** Instructions for the task **
Could you give back every record below exactly, leaving out the pictures?
*** Opening Supplied data ***
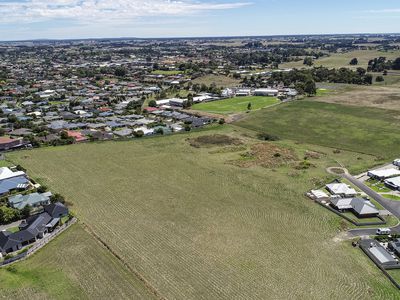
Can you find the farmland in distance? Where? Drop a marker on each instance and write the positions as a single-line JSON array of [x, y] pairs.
[[195, 226]]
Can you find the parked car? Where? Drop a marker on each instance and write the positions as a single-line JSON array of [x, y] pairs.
[[383, 231]]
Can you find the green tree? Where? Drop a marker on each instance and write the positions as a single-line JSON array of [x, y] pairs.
[[310, 88], [152, 103], [396, 64], [120, 72], [26, 211], [354, 62], [138, 133], [308, 61]]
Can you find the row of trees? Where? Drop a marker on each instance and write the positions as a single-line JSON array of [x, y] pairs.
[[381, 64], [322, 74]]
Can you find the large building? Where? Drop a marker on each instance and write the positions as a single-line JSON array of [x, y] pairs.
[[33, 228]]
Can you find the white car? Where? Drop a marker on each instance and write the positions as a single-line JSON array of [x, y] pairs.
*** Closing Supplied data ***
** Result of this exercise **
Can you find the farmland in distance? Where? Drop a marker on each instance and write the positions as a single-line JSON array of [x, y] pairs.
[[195, 226]]
Can you find the parked car? Where? Drop a marker on each instance and write the positions as a single-line JSON array of [x, y] pairs.
[[383, 231]]
Can you find the green tree? Where? Drop a marker on each instance and write the positions as a single-line JSON array of [x, y] pairs.
[[310, 88], [152, 103], [396, 64], [120, 72], [26, 211], [354, 62], [138, 133], [308, 61]]
Can you find the row of trees? Where? Drop a marker on each instance and write the positions as a single-line JSON array of [x, y] pairs.
[[381, 64], [322, 74]]
Can you find the large building? Where? Drop a marker on each instance and write the positions as a single-line JSON array of [x, y] pairs.
[[33, 228]]
Can you find the white car? Where? Drop a marker on each instance and write the positions as a single-line JSON array of [x, y] pairs.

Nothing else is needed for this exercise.